Directions. Set down the material below word for word, excluding the pictures.
**** Records supplied ****
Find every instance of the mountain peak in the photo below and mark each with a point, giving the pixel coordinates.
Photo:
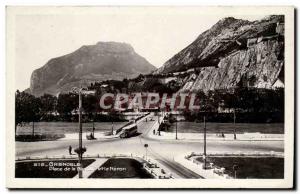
(90, 63)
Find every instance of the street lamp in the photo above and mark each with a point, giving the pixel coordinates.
(176, 127)
(234, 130)
(146, 146)
(80, 149)
(204, 147)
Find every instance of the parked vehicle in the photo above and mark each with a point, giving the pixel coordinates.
(128, 130)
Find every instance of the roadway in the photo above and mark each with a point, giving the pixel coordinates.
(163, 151)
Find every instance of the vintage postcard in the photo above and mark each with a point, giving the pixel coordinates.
(150, 97)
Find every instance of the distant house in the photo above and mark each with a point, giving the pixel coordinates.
(280, 28)
(251, 42)
(166, 80)
(278, 84)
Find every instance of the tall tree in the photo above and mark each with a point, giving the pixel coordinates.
(28, 109)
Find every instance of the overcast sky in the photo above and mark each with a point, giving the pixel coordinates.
(157, 37)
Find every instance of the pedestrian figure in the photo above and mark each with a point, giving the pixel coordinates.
(70, 150)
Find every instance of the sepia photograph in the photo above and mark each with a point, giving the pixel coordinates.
(150, 97)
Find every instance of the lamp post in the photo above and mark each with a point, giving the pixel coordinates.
(80, 149)
(146, 146)
(204, 147)
(176, 127)
(234, 130)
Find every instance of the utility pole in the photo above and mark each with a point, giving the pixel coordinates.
(204, 147)
(80, 135)
(234, 130)
(112, 127)
(80, 149)
(176, 127)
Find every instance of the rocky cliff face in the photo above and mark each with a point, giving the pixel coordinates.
(233, 52)
(103, 61)
(257, 67)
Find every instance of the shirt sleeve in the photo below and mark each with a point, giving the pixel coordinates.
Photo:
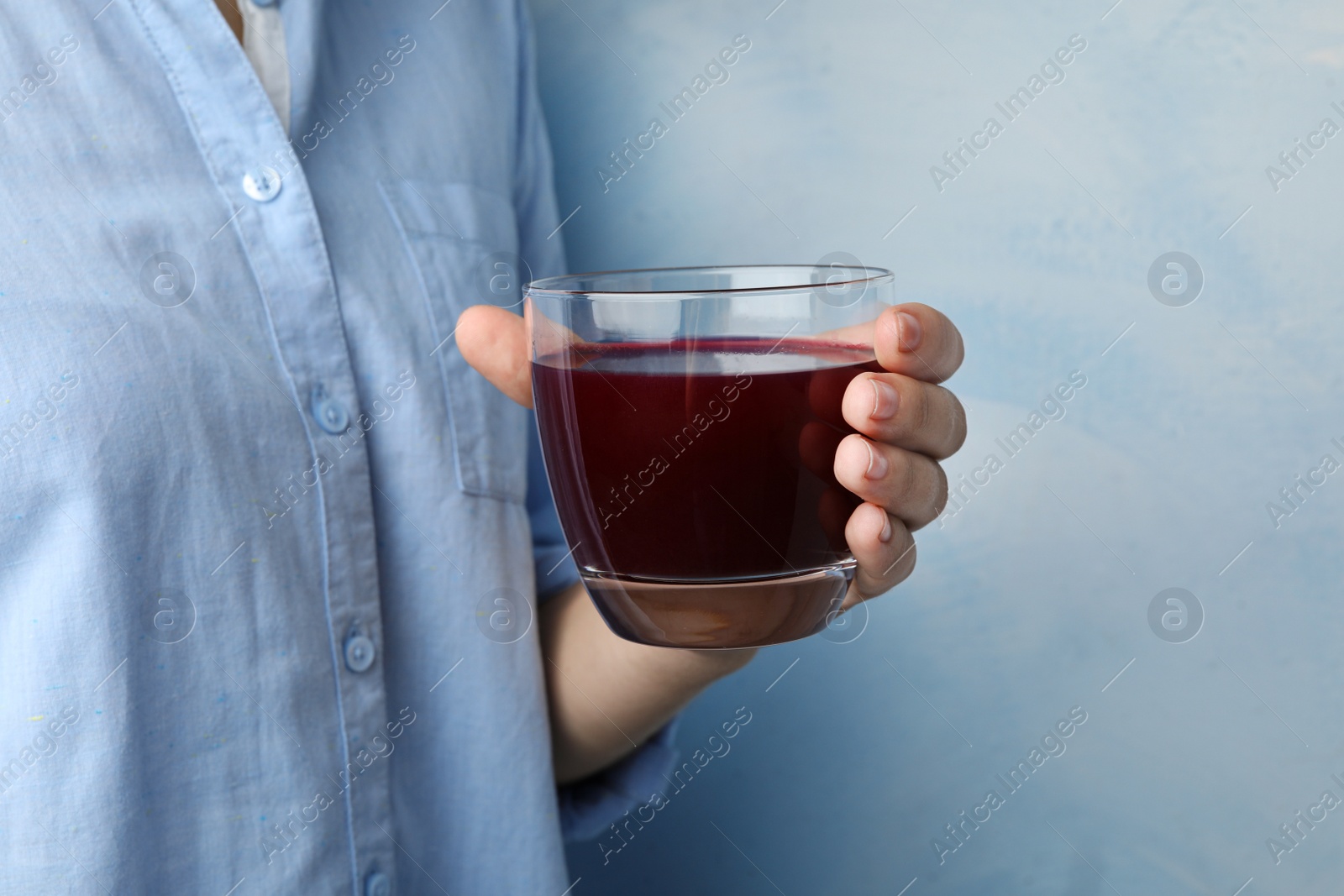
(551, 557)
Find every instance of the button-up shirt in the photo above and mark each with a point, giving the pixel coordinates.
(272, 550)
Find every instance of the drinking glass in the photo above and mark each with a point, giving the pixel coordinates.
(689, 422)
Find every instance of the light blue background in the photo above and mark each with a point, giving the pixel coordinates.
(1035, 595)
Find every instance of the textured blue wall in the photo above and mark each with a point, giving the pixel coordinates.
(1032, 598)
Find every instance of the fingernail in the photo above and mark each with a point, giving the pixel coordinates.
(911, 331)
(877, 464)
(885, 401)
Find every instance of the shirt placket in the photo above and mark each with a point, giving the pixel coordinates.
(276, 223)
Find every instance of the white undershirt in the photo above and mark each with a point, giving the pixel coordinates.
(264, 43)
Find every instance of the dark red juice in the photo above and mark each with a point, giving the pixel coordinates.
(699, 461)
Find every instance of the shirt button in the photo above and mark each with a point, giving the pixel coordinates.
(360, 653)
(378, 884)
(262, 183)
(329, 412)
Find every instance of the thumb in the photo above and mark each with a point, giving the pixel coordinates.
(495, 343)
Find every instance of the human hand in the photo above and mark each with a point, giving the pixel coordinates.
(905, 423)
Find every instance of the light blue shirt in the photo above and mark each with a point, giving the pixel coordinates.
(272, 548)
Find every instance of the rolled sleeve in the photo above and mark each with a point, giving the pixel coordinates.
(589, 806)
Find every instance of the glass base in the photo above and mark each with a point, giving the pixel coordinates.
(741, 613)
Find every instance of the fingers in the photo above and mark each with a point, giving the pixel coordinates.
(918, 342)
(907, 412)
(906, 484)
(884, 562)
(495, 343)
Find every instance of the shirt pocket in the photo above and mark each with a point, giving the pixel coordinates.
(452, 231)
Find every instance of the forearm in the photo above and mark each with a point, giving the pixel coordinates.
(608, 694)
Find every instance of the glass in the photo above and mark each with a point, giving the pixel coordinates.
(689, 421)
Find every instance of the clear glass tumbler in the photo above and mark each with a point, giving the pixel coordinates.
(689, 421)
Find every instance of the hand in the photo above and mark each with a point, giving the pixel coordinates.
(905, 422)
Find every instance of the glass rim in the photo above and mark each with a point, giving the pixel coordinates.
(553, 286)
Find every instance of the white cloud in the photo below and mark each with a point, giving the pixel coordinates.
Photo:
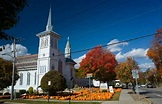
(145, 66)
(20, 51)
(139, 52)
(115, 47)
(78, 60)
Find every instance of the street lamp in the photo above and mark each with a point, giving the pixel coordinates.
(13, 70)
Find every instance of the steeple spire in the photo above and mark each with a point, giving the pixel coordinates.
(49, 26)
(68, 49)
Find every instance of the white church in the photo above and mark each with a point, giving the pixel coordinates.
(31, 68)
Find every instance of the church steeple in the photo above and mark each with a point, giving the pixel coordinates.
(49, 26)
(68, 49)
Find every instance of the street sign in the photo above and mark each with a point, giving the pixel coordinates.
(135, 74)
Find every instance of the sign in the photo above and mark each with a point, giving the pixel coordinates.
(89, 75)
(135, 74)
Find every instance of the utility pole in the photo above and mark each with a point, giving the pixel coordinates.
(13, 70)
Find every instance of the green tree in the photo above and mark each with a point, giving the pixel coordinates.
(58, 82)
(101, 63)
(124, 70)
(6, 74)
(9, 10)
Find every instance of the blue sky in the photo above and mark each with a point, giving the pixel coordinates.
(89, 23)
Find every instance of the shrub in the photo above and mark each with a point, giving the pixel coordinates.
(30, 90)
(58, 82)
(22, 91)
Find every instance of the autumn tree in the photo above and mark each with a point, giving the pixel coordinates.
(124, 70)
(9, 10)
(6, 74)
(154, 52)
(153, 76)
(79, 73)
(101, 63)
(142, 77)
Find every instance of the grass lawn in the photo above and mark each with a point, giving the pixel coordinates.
(46, 102)
(28, 101)
(115, 97)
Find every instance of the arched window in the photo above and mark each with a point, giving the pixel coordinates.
(35, 78)
(42, 42)
(21, 78)
(28, 78)
(60, 66)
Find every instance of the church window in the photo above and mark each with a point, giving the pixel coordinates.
(42, 69)
(35, 78)
(60, 66)
(21, 78)
(42, 42)
(28, 78)
(46, 42)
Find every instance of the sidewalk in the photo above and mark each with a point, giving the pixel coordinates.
(126, 98)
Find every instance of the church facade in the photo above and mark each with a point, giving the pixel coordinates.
(31, 68)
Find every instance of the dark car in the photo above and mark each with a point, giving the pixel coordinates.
(150, 85)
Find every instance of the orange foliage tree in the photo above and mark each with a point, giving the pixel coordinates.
(124, 70)
(101, 63)
(154, 52)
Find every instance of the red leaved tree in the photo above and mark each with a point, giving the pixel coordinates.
(101, 63)
(154, 52)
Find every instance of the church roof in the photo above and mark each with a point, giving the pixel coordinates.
(49, 28)
(69, 60)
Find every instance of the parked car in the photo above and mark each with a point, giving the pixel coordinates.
(150, 85)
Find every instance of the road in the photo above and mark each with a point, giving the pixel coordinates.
(154, 94)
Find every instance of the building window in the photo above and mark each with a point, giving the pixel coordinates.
(46, 42)
(51, 42)
(71, 72)
(42, 69)
(35, 78)
(21, 78)
(42, 42)
(60, 66)
(28, 78)
(55, 43)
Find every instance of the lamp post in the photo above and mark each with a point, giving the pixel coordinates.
(49, 83)
(89, 76)
(13, 70)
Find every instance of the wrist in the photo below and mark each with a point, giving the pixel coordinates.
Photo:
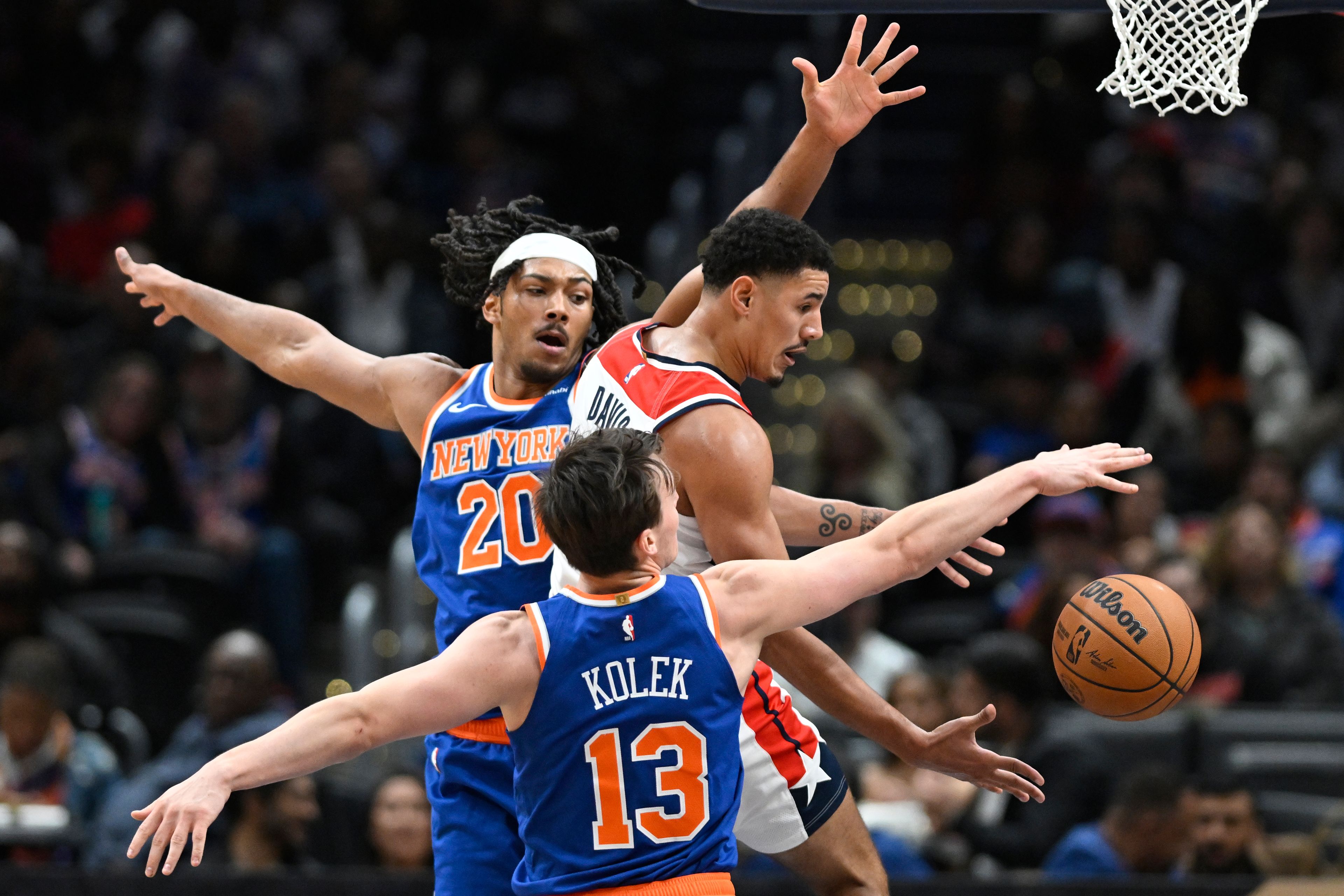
****
Full answer.
Find every instance of the mountain peak in the photo below and mark each with a point, giving the pixel coordinates.
Photo:
(90, 63)
Find every instance of the street lamp in the photo above and mark each with a point, giving the pixel coordinates.
(176, 127)
(234, 130)
(146, 146)
(80, 149)
(204, 147)
Find every instance of the parked vehicle in the photo above and mark each with a point, giving the pixel coordinates.
(128, 130)
Find every instance of the roadway in the photo above and mark each with a point, giving the pixel coordinates.
(163, 151)
Find every instance of the vintage postcard in the photo above and mark each with a point, giving the pixel coordinates.
(150, 97)
Find every instance of the distant house in the photo above and mark each with a point, giving the pixel coordinates.
(280, 28)
(251, 42)
(166, 80)
(278, 84)
Find every instance of the tall tree in the photo above and mark each with a point, giving the pixel coordinates.
(28, 109)
Find every instance of the overcast sky in the photo above and mark each with a point, giving the pixel coordinates.
(157, 37)
Find every instance of the pedestrian figure in the photo above and mark each with a point, giving the pixel coordinates.
(70, 150)
Find every instance of the sepia photograph in the photo above and mark each with a point, giving the pixel coordinates.
(150, 97)
Find every instance of the lamp post in the photo above and mark each with a point, giving the pixel coordinates.
(80, 149)
(146, 146)
(204, 147)
(176, 127)
(234, 130)
Find every instance of the utility pole in the photo above and mark each with a point, giving the pixel coordinates.
(204, 147)
(80, 135)
(234, 130)
(112, 127)
(80, 149)
(176, 127)
Find every instance of the rocky cliff face in the photo above and mark each with a point, giving the pixel coordinates.
(233, 52)
(103, 61)
(257, 67)
Find every instance of the shirt sleeve in the photo below and mark each with a point, giving the pixel coordinates.
Photo:
(551, 557)
Find every instance of the button-up shirt in the photo above and mark each with a point, giving the pixel coordinates.
(272, 550)
Find every instance of the drinking glass in the photo above and mark each with a point, giving the pixel coordinates.
(689, 422)
Find every instance of the light blue background in the photo above and mark each with a point, giving the pixel coordinates.
(1035, 595)
Find every instance of the textured blue wall in the photo above and mark each with a point, giving the pixel coordinates.
(1032, 598)
Find every instance of the fingernail in the photo above and mark each with a point, giving the pixel coordinates.
(911, 331)
(877, 464)
(885, 401)
Find every instance of the shirt placket in the photo above and mark each with a point, giving the pixel coordinates.
(276, 223)
Find every instance of the white undershirt in the photo above and mark each with a point, giving the pixel coordinates.
(264, 43)
Find every instance of the dark red juice in the photo above and mark each with a point, giving the pixel coordinates.
(699, 461)
Find every instance of the shirt button in the photo above and mark each with a point, giving the pixel coordinates.
(360, 653)
(378, 884)
(262, 183)
(329, 412)
Find every instance of the thumb in the photo above and mark each with a point, giving the pixel coordinates.
(495, 343)
Find every instance of the human hand in the photo above and mark each with a point, giving the pixel coordinates.
(905, 423)
Find every instance of the light blue shirt in the photo above and mark each with a point, giving the pixel coordinates.
(272, 548)
Find every instance of the rolled sleeve in the photo above and mark each with a point, giving the pixel coordinates.
(589, 806)
Find every instance of the glass base in the photo above and mark each with a point, giving the pixel coordinates.
(741, 613)
Find every instance of the fingers in the photo above and mark each with a point, giving the pixel coordinates.
(918, 342)
(907, 412)
(906, 484)
(884, 562)
(495, 343)
Find every instance of the shirt pocket in the photo above and mark each with a point, giving the pixel coordinates.
(452, 231)
Find every instance of the forearm in the photo above and mark each with a point, giving the pixel coordinates.
(608, 694)
Find every instance of the glass in the photo above and mark each with a point, giving the pixel coordinates.
(689, 421)
Find every instance of the clear glass tumbler in the photo above and mark each with a point, giving the pixel coordinates.
(689, 421)
Find every instance of the hand in the photo above and mark each with a point, giving the pixel coordinates.
(905, 422)
Find every instance of the glass rim in the photo above and mark each with a point, giving the pixel coordinates.
(553, 286)
Find every instance of the white cloud in the photo below and mark each with a point, giving the pixel coordinates.
Photo:
(145, 66)
(20, 51)
(139, 52)
(115, 47)
(78, 60)
Find every instance of the street lamp in the photo above and mark each with a point, giving the pixel coordinates.
(13, 70)
Find every instance of the steeple spire in the photo above and mark each with a point, giving the pixel coordinates.
(49, 26)
(68, 49)
Find every instance of the white church in the photo above and mark each with a point, giving the pixel coordinates.
(31, 68)
Find every instance of the church steeple in the photo above and mark each with a point, giving the pixel coordinates.
(49, 26)
(68, 49)
Find every instance of the street sign in the photo above and mark each with a point, giving the pixel coordinates.
(135, 74)
Find every instance of the sign in the photo above and mark each with a point, giving the pixel coordinates.
(89, 75)
(135, 74)
Find every instance of the utility pole in the photo above and mark each with a point, giving the pixel coordinates.
(13, 70)
Find every instance of the green tree in the photo above and mark each with a point, giving the pixel coordinates.
(58, 82)
(101, 63)
(124, 70)
(6, 74)
(9, 10)
Find every instance of the blue sky in the photo above and mark each with a point, giving the pixel coordinates.
(89, 23)
Find every instance of the shrub in the photo above and mark each with a point, giving the pixel coordinates.
(30, 90)
(58, 82)
(22, 91)
Find every instance of the autumn tree in the photo above and mark each with a point, giving the pixel coordinates.
(124, 70)
(9, 10)
(6, 74)
(154, 52)
(153, 76)
(79, 73)
(101, 63)
(142, 77)
Find every instance of the grass lawn in the photo above and mark each with a point, giving the pixel coordinates.
(46, 102)
(28, 101)
(115, 97)
Find every instance of the arched window in the photo above and mark each with a point, giving the pixel coordinates.
(35, 78)
(42, 42)
(21, 78)
(28, 78)
(60, 66)
Find every instance of the church window in the photo above and mark each with a point, giving the pixel coordinates.
(42, 69)
(35, 78)
(60, 66)
(21, 78)
(42, 42)
(28, 78)
(46, 42)
Find every instance of the sidewalk in the photo above and mark each with a point, giving the pixel coordinates.
(126, 98)
Find every instance of the church facade in the photo above and mark each with a point, giving the pixel coordinates.
(31, 68)
Find every instance of the dark car in the photo above and mark each with a point, giving the pixel coordinates.
(150, 85)
Find every instance of the orange foliage tree in the photo above and mark each with a point, giving the pixel coordinates.
(124, 70)
(101, 63)
(154, 52)
Find every instance of the red leaved tree in the photo above and mark each with a point, giving the pixel coordinates.
(101, 63)
(154, 52)
Find every instance of the church roof in the photo above and mark each with a point, giving the pixel coordinates.
(49, 28)
(69, 60)
Find every instance of the parked car in the photo above and mark each with a point, giving the pixel coordinates.
(150, 85)
Find every instance of the road in the photo above and mark each with a point, giving the pixel coordinates.
(154, 94)
Find every instance of the building window in the photo above and mark each with a point, giving the pixel coordinates.
(46, 42)
(51, 42)
(71, 72)
(42, 69)
(35, 78)
(21, 78)
(42, 42)
(60, 66)
(28, 78)
(55, 43)
Find every instance of the lamp post in the photo above and mark each with a point, giving the pixel coordinates.
(49, 83)
(89, 76)
(13, 70)
Find every instance of the wrist in the photo below and mark each with a point, giving the pixel coordinates.
Photo:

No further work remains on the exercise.